Start of Given passage

People with disability, disability workers and their supporters held a protest against the introduction of independent assessments (IAs) for the NDIS in Melbourne on 20 February. The protest was organised by a group called Fairer NDIS for All, formed to stop the introduction of IAs.
Shadow NDIS Minister Bill Shorten, who spoke at the rally, described IAs as a “king hit on the NDIS”. Other speakers included the leader of the Victorian Greens, Sam Ratnam, and the secretary of the Health and Community Services Union, Paul Healey.
Concern in the Coalition government and the NDIA, the agency that runs the NDIS, about the growing costs of the NDIS has led to the cutting of NDIS participants’ budgets in the name of “scheme sustainability”.
This year the government plans to introduce changes to the NDIS that will restrict the range and amount of supports disabled people can access through NDIS funding. IAs are a central plank in this austerity agenda.
From the middle of this year all new applicants to the NDIS will have to undergo an independent assessment which will determine the budget in their NDIS plan. From the end of the year all existing NDIS participants will have to do an IA. IA results will not be subject to review because they will no longer be a decision of the NDIA.
The government and NDIA claim that free IAs are necessary to address inequities in the current system. The latest NDIA Quarterly Report states that children from wealthier families receive payments 23 per cent higher than the poorest, with a gap of 13 per cent for adults.
This, along with the significant costs that people have to pay to access good quality evidence to support their applications for the NDIS, is a real problem. But IAs aren’t the way to fix it.

End of Given passage

# Work instructions
a) List everyone the NDIS protest article names as a speaker at the Melbourne rally.
b) Continue the article about the protest against independent assessments for the NDIS, starting after its final sentence.

Start of Data block

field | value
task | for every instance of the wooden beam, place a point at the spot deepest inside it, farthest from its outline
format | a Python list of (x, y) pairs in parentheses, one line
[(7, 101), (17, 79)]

End of Data block

# Answers to the tasks
a) Bill Shorten, Sam Ratnam, Paul Healey

b)
IAs won’t remove any financial barriers because they take place after someone is found to be eligible for the NDIS, whereas people have to pay for expensive medical and allied health appointments before they meet access requirements. Fairer NDIS for All is calling for free medical and allied health services for people applying for the NDIS.
IAs are a blunt tool that will fail to capture the complexity and nuances of many people’s disabilities. Independent assessors will be strangers who, given the dire shortage of qualified allied health professionals, are unlikely to have a thorough understanding of the disabilities they are assessing.
The Fairer NDIS for All campaign is demanding changes that go further than just stopping IAs: scrapping the staffing cap at the NDIA, which leads to long delays in the approval of vital goods and services; expanding public disability services; and improving the wages and conditions of the disability workforce.
As Bri Aldersea from Fairer NDIS for All told the rally, “When you hear stories about support workers leaving their clients because they can’t live off a support workers’ wage – does this not sound like a broken system? Where the race to the bottom for wages means a loss in the quality of support?”